Information given -
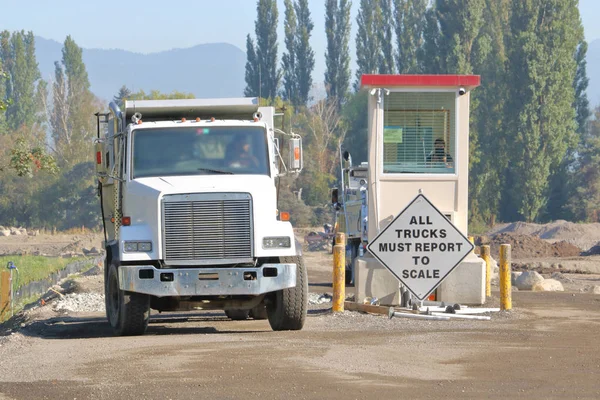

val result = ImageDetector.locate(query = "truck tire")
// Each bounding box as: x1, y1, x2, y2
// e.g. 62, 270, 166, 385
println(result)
225, 310, 250, 321
104, 264, 150, 336
267, 256, 308, 331
250, 303, 269, 319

Given exercise - Reproduce the listing with "truck tire" swapped for "wheel" and everything else left as it is. Omit the pictures from your answer.

Exercise result -
val result = ImageDetector.locate(query = "wheel")
// Each bounding box as: x1, y1, x2, y2
// e.g. 62, 270, 166, 385
println(result)
225, 310, 250, 321
104, 264, 150, 336
267, 256, 308, 331
250, 303, 269, 319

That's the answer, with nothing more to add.